* Stored rows:
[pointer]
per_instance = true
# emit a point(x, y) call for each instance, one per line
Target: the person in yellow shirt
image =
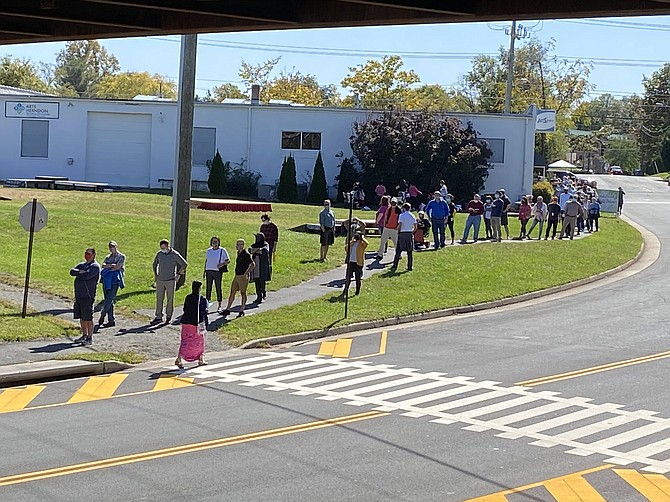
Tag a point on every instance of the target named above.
point(355, 261)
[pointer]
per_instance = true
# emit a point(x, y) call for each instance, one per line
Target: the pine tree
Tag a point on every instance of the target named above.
point(318, 190)
point(217, 182)
point(287, 191)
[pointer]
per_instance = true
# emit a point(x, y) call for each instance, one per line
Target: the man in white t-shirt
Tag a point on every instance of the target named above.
point(216, 261)
point(406, 228)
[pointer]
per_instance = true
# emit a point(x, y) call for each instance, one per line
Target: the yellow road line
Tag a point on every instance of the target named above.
point(594, 369)
point(496, 497)
point(326, 348)
point(172, 382)
point(382, 347)
point(342, 347)
point(98, 388)
point(655, 487)
point(188, 448)
point(17, 399)
point(128, 394)
point(573, 489)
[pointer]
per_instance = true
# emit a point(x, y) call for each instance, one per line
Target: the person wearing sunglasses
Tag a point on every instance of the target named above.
point(86, 276)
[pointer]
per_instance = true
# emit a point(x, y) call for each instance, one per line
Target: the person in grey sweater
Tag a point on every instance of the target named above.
point(86, 276)
point(168, 267)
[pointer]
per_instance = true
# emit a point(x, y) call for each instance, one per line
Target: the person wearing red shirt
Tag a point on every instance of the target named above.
point(524, 216)
point(475, 209)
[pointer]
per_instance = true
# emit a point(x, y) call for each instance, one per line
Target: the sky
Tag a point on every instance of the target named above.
point(623, 50)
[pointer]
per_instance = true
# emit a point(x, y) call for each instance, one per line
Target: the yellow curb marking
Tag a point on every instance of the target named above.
point(180, 450)
point(594, 369)
point(18, 398)
point(95, 388)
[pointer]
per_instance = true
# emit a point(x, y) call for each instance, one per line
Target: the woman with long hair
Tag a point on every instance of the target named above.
point(193, 327)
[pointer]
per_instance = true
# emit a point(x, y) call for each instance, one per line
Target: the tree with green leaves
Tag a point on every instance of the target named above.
point(82, 64)
point(318, 189)
point(257, 74)
point(422, 148)
point(381, 85)
point(21, 73)
point(129, 84)
point(217, 182)
point(287, 191)
point(347, 177)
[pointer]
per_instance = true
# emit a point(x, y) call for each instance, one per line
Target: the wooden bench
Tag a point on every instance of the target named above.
point(81, 185)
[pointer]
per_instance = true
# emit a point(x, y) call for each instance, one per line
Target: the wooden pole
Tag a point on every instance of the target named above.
point(29, 260)
point(181, 189)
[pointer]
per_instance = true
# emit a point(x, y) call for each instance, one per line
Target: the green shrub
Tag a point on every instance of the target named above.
point(217, 182)
point(318, 189)
point(544, 189)
point(287, 191)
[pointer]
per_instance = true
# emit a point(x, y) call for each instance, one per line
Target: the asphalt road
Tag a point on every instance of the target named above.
point(440, 415)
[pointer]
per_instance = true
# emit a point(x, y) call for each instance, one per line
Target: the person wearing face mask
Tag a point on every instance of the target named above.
point(111, 276)
point(572, 210)
point(168, 267)
point(216, 263)
point(496, 216)
point(271, 233)
point(475, 210)
point(86, 275)
point(438, 211)
point(244, 264)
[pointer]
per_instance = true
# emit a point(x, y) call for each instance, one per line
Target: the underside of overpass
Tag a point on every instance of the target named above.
point(25, 21)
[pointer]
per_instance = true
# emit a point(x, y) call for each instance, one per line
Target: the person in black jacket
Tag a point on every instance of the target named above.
point(193, 327)
point(261, 274)
point(86, 276)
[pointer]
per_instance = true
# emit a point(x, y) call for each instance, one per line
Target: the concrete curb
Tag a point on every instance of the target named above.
point(436, 314)
point(42, 371)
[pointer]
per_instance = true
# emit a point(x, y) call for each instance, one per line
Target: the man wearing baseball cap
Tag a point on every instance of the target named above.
point(111, 276)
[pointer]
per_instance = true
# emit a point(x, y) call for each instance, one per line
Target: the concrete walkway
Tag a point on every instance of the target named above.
point(162, 341)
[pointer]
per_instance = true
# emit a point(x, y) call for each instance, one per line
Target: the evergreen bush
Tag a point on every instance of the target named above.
point(287, 191)
point(318, 189)
point(217, 182)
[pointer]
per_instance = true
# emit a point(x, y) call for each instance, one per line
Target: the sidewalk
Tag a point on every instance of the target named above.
point(162, 341)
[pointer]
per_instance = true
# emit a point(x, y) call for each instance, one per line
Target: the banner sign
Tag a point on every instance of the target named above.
point(609, 200)
point(545, 121)
point(31, 110)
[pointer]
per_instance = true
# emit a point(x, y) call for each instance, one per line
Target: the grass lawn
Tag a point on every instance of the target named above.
point(128, 357)
point(454, 276)
point(34, 327)
point(137, 222)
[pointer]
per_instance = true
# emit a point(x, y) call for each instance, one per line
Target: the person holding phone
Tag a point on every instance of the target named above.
point(216, 263)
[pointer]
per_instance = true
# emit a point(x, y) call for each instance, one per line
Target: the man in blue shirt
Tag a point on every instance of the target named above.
point(438, 211)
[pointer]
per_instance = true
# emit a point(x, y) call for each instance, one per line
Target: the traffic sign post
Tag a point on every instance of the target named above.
point(33, 218)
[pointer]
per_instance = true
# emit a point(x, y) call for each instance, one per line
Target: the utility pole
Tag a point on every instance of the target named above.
point(513, 33)
point(181, 187)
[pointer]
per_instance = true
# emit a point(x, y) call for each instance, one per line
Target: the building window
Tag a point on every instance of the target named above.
point(311, 141)
point(204, 145)
point(35, 138)
point(290, 140)
point(497, 146)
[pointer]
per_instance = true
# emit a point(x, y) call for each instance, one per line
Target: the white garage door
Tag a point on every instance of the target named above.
point(118, 148)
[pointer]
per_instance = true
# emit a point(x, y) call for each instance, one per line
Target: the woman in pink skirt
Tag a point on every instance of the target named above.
point(193, 327)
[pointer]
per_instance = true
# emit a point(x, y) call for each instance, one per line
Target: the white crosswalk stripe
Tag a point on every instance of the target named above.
point(624, 436)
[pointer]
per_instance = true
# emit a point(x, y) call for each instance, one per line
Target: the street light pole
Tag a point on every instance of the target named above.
point(510, 70)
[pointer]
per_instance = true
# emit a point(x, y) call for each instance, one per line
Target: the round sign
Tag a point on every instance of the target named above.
point(26, 212)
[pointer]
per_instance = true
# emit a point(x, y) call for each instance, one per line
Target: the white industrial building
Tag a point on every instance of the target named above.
point(133, 143)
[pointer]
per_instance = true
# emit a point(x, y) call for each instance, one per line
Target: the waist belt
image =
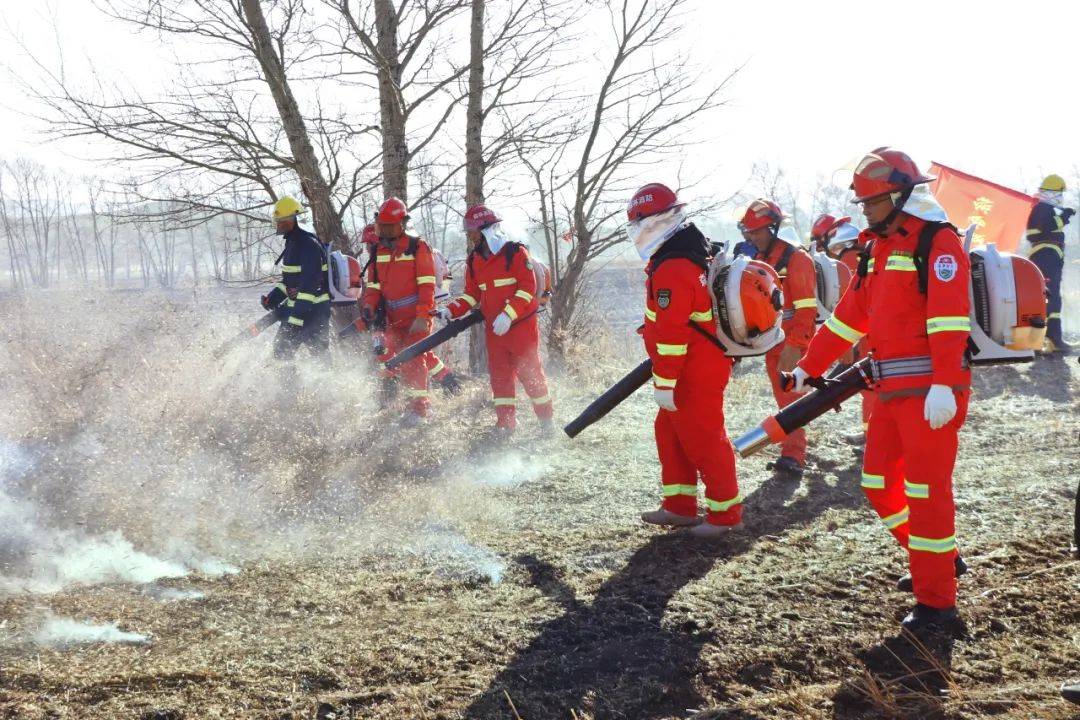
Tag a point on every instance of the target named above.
point(905, 367)
point(404, 302)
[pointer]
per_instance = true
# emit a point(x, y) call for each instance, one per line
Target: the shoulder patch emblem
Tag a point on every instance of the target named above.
point(945, 268)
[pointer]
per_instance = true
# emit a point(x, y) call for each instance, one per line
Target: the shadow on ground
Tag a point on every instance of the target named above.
point(615, 657)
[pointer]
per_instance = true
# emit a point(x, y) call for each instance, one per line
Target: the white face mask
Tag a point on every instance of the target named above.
point(649, 233)
point(1051, 197)
point(923, 205)
point(495, 238)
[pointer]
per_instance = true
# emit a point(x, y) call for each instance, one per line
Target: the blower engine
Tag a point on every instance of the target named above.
point(1008, 308)
point(747, 306)
point(346, 280)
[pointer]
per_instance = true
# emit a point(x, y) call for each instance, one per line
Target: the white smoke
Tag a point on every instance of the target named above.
point(66, 632)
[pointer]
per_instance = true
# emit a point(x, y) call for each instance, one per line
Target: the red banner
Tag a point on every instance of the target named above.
point(998, 213)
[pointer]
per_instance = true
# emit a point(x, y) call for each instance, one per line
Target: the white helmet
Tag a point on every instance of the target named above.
point(747, 306)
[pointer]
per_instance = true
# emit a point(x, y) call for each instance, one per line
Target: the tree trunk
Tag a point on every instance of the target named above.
point(391, 104)
point(327, 221)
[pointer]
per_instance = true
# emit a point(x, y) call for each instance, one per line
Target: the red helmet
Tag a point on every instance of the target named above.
point(392, 211)
point(886, 171)
point(478, 217)
point(651, 199)
point(825, 223)
point(759, 214)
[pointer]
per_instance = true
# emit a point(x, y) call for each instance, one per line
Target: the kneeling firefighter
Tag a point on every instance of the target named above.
point(501, 281)
point(690, 344)
point(915, 322)
point(302, 295)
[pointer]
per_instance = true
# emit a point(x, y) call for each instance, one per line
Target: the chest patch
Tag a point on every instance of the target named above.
point(945, 268)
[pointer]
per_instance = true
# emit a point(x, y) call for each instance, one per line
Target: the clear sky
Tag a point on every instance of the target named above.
point(984, 86)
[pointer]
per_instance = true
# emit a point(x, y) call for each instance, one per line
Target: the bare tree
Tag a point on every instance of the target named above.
point(648, 94)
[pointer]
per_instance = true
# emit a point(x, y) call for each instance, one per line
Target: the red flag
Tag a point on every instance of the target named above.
point(998, 213)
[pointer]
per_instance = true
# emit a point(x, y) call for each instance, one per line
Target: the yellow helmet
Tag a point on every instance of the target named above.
point(285, 208)
point(1053, 184)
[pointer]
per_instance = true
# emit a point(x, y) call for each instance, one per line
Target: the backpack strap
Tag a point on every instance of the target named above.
point(922, 250)
point(785, 257)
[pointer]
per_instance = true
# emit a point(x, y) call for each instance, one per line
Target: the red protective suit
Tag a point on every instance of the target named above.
point(691, 440)
point(907, 467)
point(795, 268)
point(850, 258)
point(403, 275)
point(505, 283)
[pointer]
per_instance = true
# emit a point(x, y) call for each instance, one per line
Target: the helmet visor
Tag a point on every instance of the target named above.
point(649, 233)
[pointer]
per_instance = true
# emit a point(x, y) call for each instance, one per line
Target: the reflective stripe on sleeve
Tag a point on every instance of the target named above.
point(893, 521)
point(842, 330)
point(671, 350)
point(948, 324)
point(662, 382)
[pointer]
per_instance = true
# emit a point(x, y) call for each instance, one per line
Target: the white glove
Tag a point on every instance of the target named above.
point(501, 324)
point(664, 397)
point(800, 378)
point(940, 406)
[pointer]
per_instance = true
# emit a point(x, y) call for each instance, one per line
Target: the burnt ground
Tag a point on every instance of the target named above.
point(426, 574)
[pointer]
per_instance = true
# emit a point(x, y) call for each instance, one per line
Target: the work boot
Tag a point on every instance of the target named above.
point(855, 438)
point(925, 620)
point(413, 419)
point(667, 518)
point(710, 531)
point(388, 392)
point(449, 383)
point(905, 584)
point(1058, 345)
point(786, 465)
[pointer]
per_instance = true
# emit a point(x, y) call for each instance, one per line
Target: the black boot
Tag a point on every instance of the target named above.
point(786, 465)
point(930, 621)
point(450, 383)
point(905, 584)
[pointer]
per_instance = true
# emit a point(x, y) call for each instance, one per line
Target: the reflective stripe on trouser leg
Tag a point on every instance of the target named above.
point(882, 476)
point(501, 370)
point(677, 476)
point(794, 445)
point(929, 457)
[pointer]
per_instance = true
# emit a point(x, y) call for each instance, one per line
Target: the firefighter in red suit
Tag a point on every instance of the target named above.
point(919, 339)
point(795, 267)
point(501, 282)
point(689, 371)
point(401, 280)
point(841, 241)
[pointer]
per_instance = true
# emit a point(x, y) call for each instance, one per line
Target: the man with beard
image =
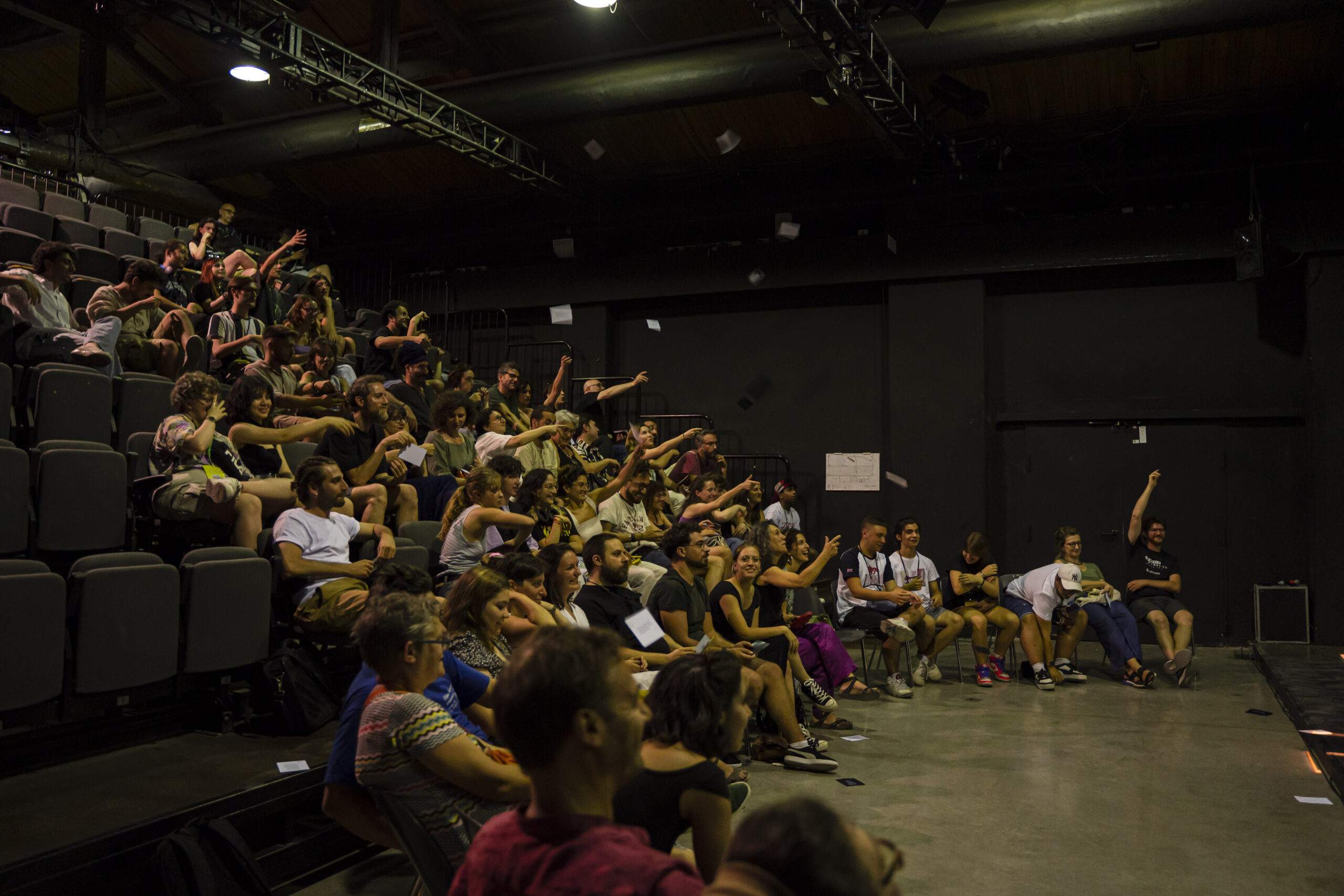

* Task goal: Count the lines in the items above that contain the word "helmet", matching case exactly, and reply with that number alone.

* Result of the task: 4